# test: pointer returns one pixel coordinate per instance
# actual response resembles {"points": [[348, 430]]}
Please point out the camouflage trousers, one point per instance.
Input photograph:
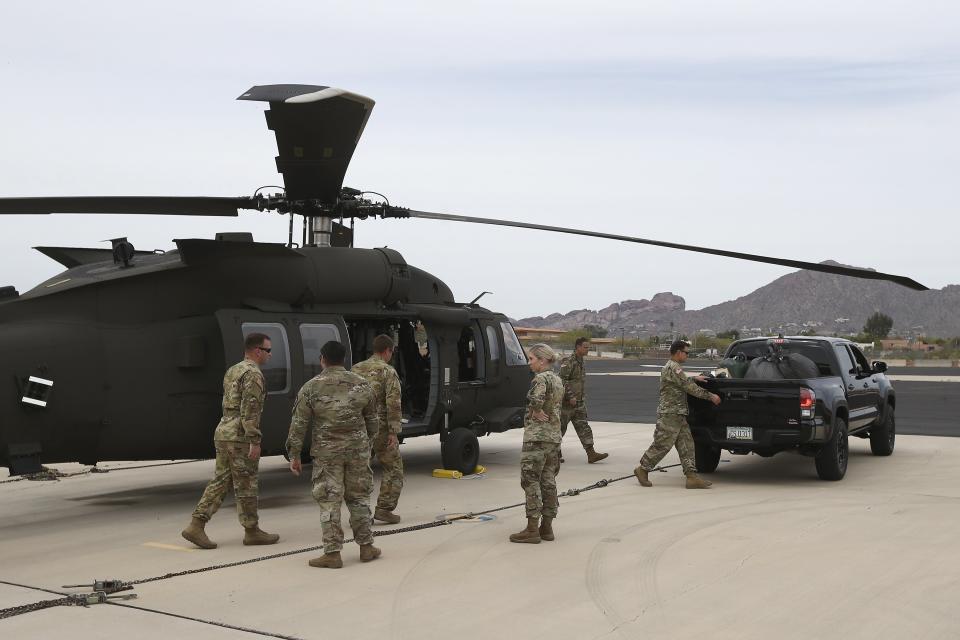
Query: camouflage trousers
{"points": [[391, 479], [539, 464], [579, 416], [234, 467], [672, 431], [343, 477]]}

## What the task requires
Copy out the material above verbatim, leaving out the picture.

## Right answer
# test: pointer returns one pixel coordinate per instance
# actual response resembles {"points": [[348, 430]]}
Please point out the camouflage trousers, one point per instance.
Input photograph:
Query: camouflage trousers
{"points": [[391, 479], [539, 464], [579, 416], [234, 467], [672, 431], [343, 477]]}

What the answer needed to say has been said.